[Pointing records]
****************************************

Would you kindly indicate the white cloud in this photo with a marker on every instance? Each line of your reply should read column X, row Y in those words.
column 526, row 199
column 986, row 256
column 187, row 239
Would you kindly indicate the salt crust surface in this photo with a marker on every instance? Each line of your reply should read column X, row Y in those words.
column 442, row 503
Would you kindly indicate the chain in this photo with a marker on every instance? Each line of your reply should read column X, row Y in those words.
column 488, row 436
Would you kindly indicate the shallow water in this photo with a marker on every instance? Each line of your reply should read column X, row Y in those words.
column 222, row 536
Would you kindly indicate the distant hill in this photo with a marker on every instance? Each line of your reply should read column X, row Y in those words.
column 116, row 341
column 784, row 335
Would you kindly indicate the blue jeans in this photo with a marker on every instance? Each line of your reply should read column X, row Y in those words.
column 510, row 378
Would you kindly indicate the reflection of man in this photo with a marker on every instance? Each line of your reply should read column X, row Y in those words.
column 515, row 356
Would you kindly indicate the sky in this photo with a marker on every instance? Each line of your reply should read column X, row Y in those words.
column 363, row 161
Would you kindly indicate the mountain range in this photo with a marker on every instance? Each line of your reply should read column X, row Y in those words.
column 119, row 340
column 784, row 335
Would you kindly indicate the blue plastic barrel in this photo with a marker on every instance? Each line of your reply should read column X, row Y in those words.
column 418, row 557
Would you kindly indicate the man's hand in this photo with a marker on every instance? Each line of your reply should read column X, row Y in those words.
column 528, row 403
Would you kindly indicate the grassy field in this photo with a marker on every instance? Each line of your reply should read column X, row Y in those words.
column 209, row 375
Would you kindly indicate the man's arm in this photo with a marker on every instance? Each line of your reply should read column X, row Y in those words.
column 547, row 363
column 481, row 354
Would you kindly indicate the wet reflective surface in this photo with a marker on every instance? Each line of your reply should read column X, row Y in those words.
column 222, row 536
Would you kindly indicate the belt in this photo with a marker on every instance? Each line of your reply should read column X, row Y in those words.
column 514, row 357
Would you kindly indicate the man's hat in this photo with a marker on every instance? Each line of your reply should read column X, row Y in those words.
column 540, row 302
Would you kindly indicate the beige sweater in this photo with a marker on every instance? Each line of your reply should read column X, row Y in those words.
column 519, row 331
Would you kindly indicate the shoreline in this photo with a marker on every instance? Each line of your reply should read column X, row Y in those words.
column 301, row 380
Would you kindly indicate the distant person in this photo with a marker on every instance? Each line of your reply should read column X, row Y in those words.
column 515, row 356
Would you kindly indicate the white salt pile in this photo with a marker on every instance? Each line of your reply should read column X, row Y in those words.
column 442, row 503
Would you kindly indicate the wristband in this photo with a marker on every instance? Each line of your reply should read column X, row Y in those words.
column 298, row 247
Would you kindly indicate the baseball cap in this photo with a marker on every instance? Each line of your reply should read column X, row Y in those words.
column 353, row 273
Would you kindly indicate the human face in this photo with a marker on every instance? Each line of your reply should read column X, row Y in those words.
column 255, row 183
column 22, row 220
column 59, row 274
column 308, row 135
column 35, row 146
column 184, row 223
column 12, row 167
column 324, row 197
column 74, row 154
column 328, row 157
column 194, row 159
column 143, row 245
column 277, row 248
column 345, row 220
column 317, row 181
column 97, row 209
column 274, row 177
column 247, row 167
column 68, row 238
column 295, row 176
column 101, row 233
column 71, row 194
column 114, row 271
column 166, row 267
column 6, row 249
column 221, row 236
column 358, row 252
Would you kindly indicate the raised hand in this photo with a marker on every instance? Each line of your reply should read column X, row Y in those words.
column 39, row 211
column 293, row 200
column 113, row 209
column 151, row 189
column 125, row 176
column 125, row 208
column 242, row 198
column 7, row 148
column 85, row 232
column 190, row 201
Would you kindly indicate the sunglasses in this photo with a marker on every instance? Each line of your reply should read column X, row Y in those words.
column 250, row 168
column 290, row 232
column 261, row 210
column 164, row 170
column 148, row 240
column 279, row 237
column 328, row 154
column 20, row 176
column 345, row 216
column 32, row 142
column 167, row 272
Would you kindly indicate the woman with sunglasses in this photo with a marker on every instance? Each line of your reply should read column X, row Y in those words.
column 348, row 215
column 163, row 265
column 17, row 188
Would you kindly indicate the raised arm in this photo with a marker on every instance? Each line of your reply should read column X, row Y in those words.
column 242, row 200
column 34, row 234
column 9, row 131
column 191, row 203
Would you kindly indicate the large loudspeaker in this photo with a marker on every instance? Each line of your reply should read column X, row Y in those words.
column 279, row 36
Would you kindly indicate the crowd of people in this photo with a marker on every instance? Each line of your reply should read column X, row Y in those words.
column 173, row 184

****************************************

◆ **What you should do**
Can you quote every one of the rows above word for word?

◆ **Output of the task**
Would you kindly indicate the white cloud in this photo with a marker on every instance? Each line of your reply should read column X, row Y in those words.
column 526, row 199
column 986, row 256
column 187, row 239
Would you kindly indicate the salt crust surface in this photo with a marker on every instance? Each line of your reply should read column X, row Y in those words.
column 442, row 503
Would you kindly indicate the chain in this photo with a marker on every instance? Each line of your reply should read column X, row Y in those words.
column 488, row 436
Would you kindly indicate the shallow water in this photo with a marker on every instance? Each line of your reply should read column X, row Y in those words.
column 222, row 536
Would you kindly indicate the distant hill in this photo with a marker on every instance? Each line of your reply should read column X, row Y in those words.
column 116, row 341
column 784, row 335
Would you kindly indicate the blue jeans in this photo with a marker on every instance? Each line of your reply should read column X, row Y in those words.
column 510, row 378
Would you kindly indicate the reflection of man in this photo with a marker on every instance? Each line of your reply should read column X, row Y in those words.
column 515, row 356
Would you kindly indicate the sky in this photo with a marker on every instance? Each line of your reply should read column X, row Y in those words.
column 363, row 161
Would you kindly indicate the mountain range in this photo with a marker on every instance? Each line of your reply should read column X, row Y in those words.
column 119, row 340
column 784, row 335
Would you kindly indicate the blue plastic barrel in this photo with a marker on every instance? Each line of your reply should read column X, row Y in those words.
column 418, row 557
Would you kindly indicate the man's hand in this photo with a marker on every instance? Each line of your reply should read column X, row Y in those words.
column 528, row 403
Would you kindly indicate the grassy field in this photo with a marker on every instance? Each line of your reply should read column X, row Y in those words.
column 209, row 375
Would you kindly indicate the man's arm in this photo with a marker on every instance? Each line of your reply should read column X, row Y in those words.
column 547, row 363
column 481, row 354
Would you kindly indicate the wet reflective surface in this photo with a marker on every instance? Each line of your reply should read column X, row Y in those words.
column 222, row 536
Would you kindly indicate the belt in this photo with a marker on every instance? Each line of your reply should read column X, row Y in those words.
column 514, row 357
Would you kindly indicate the man's hat in this photo with a marker on every instance? Each line of your reply should read column X, row Y in those words.
column 540, row 302
Would you kindly indicate the beige sweater in this photo with a marker on every instance? Each line of your reply should read column X, row Y in those words.
column 519, row 331
Would you kindly indicate the shoreline in this photo with a marker on every instance? Each line of your reply should read column X, row Y in those words.
column 301, row 380
Would you kindly indicate the distant person in this photo with a marker on every instance? Each line of your reply should read column X, row Y in those words.
column 515, row 356
Would you kindly indicate the white salt pile in this photo with a marker on every instance? Each line of your reply should read column X, row Y in those words.
column 442, row 503
Would you kindly indicate the wristband in this photo with a marker on every instance? Each line of your reply should read column X, row Y in those words.
column 298, row 247
Would you kindly indicate the baseball cap in this photo with a marker on every instance? Each line of your reply should read column X, row Y in those words.
column 353, row 273
Would you kindly indicate the human face in this photo with a marker on every instance? Each line of your reply should read column X, row Y in those words.
column 255, row 183
column 22, row 220
column 59, row 274
column 308, row 135
column 35, row 146
column 184, row 223
column 12, row 167
column 324, row 197
column 74, row 154
column 328, row 157
column 194, row 159
column 143, row 245
column 277, row 248
column 345, row 220
column 317, row 181
column 97, row 209
column 274, row 177
column 247, row 167
column 68, row 238
column 295, row 176
column 101, row 233
column 71, row 194
column 114, row 271
column 166, row 267
column 6, row 249
column 221, row 236
column 358, row 252
Would you kindly indicate the raised hand in this photo with a marker on every instance? Each line of your reply should read column X, row Y in those words.
column 39, row 211
column 293, row 200
column 113, row 209
column 151, row 189
column 125, row 176
column 125, row 208
column 242, row 198
column 7, row 148
column 85, row 232
column 190, row 201
Would you kindly indicate the sunglasses in this photo with a marker on every instance? Each line of your reply should read column X, row Y in those words.
column 250, row 168
column 290, row 232
column 261, row 210
column 164, row 170
column 148, row 240
column 279, row 237
column 328, row 154
column 20, row 176
column 345, row 216
column 32, row 142
column 167, row 272
Would you kindly indicate the woman with sunglasses in this photo with a marker on every instance? Each line of your reply should read column X, row Y in those words.
column 348, row 215
column 163, row 265
column 17, row 188
Would you kindly indicate the raised arm in this photo with a marker on every instance? Each line of your reply should read column X, row Y in those words.
column 242, row 200
column 34, row 234
column 9, row 131
column 191, row 203
Would you kindly indicate the large loudspeaker in this photo with a marker on every instance? Each line of your reply should read column X, row Y in those words.
column 279, row 36
Would you kindly indicate the crowd of people in this photo with a marker on every instance? Each line of your reply should read column X, row Y in those words.
column 173, row 184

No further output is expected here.